Short task A: In the moot court article, retype everything from "The Dean Strathmore" down to "held in Geneva.".
Short task B:
Answer these questions from the moot court article:
(i) Which school did the students defeat in the final?
(ii) How many law schools did the competition attract?
(iii) In which city is the Final Oral Round held?
Short task C: List every person named in the moot court article.

Extracted text:
The students Mishael Wambua, Kandalla Maleehah, and Catherine Penda made history by beating Harvard Law School in the final of the competition.

The win makes them the first African team to win the competition  that was formerly known as the European Law Students Association Moot Court Competition on WTO Law.

The Dean Strathmore Law School Luis Franceschi took to twitter to celebrate the historic win.

The competition that attracted students from 90 law schools globally requires the participants to prepare and analyze a fictive case and present their arguments both for the Complainant and the Respondent in front of a panel which comprises of WTO and trade law experts.

Regional rounds are first conducted in Europe, Asia Pacific, Africa, and the America with 20 best team proceeding to participate in the Final Oral Round, which is held in Geneva.

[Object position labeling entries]
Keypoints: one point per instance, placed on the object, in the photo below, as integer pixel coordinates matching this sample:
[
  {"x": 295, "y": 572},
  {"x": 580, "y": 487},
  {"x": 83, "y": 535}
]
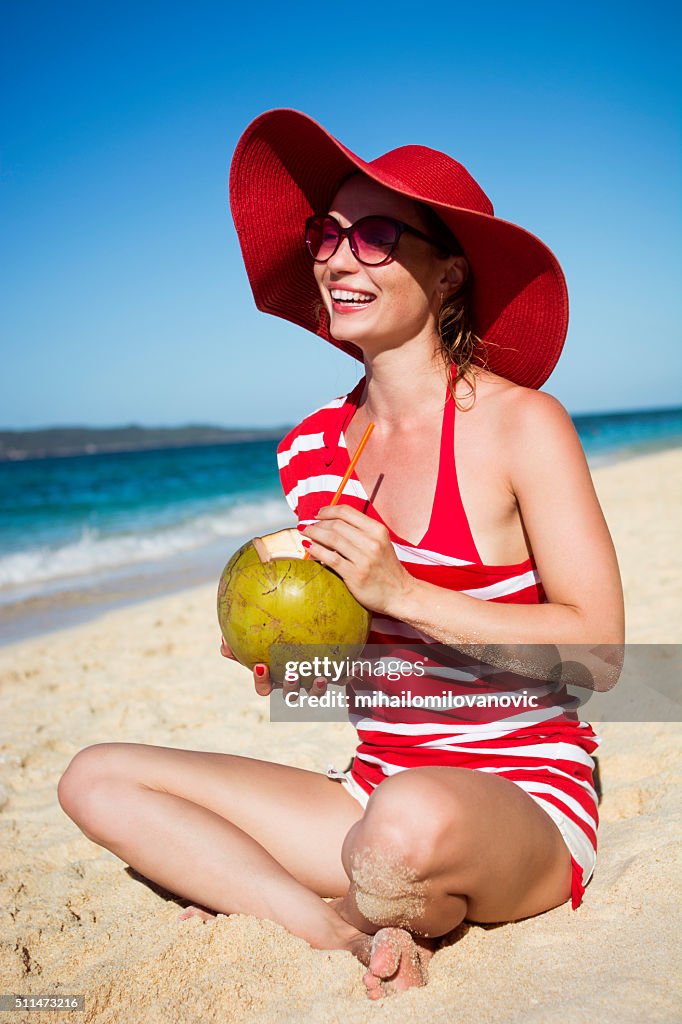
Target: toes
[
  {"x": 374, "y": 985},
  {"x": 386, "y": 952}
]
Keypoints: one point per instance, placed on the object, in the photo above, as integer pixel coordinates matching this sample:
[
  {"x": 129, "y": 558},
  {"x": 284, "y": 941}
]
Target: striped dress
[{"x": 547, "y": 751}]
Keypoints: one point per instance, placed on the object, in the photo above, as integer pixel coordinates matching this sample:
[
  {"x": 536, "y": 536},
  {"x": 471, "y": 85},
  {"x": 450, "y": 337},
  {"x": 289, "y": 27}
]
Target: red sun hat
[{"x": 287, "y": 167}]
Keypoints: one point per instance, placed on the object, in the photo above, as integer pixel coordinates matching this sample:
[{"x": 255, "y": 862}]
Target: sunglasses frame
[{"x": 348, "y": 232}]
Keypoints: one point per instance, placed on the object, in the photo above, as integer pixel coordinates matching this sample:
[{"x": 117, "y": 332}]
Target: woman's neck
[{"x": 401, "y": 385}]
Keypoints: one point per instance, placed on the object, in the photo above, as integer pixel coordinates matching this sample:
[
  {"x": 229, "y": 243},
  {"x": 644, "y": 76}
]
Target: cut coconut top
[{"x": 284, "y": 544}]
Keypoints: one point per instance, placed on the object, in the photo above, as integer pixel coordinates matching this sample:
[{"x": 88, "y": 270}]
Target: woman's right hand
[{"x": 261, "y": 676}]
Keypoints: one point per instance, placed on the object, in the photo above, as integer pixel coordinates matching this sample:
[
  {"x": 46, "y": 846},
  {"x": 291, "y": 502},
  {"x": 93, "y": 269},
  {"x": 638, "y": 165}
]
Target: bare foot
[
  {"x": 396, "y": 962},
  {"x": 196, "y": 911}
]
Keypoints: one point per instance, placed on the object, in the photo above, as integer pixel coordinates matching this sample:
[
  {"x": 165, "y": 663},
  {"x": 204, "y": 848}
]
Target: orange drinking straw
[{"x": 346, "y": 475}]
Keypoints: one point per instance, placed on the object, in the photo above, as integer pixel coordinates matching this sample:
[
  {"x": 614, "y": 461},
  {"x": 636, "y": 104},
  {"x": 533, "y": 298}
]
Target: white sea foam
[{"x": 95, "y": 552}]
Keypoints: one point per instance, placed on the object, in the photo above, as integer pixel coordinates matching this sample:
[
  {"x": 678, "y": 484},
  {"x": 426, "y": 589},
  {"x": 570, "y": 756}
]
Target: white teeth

Exercise output A:
The Dean Strathmore Law School Luis Franceschi took to twitter to celebrate the historic win.

The competition that attracted students from 90 law schools globally requires the participants to prepare and analyze a fictive case and present their arguments both for the Complainant and the Respondent in front of a panel which comprises of WTO and trade law experts.

Regional rounds are first conducted in Europe, Asia Pacific, Africa, and the America with 20 best team proceeding to participate in the Final Oral Round, which is held in Geneva.

Exercise output B:
(i) Harvard Law School
(ii) 90
(iii) Geneva

Exercise output C:
Mishael Wambua
Kandalla Maleehah
Catherine Penda
Luis Franceschi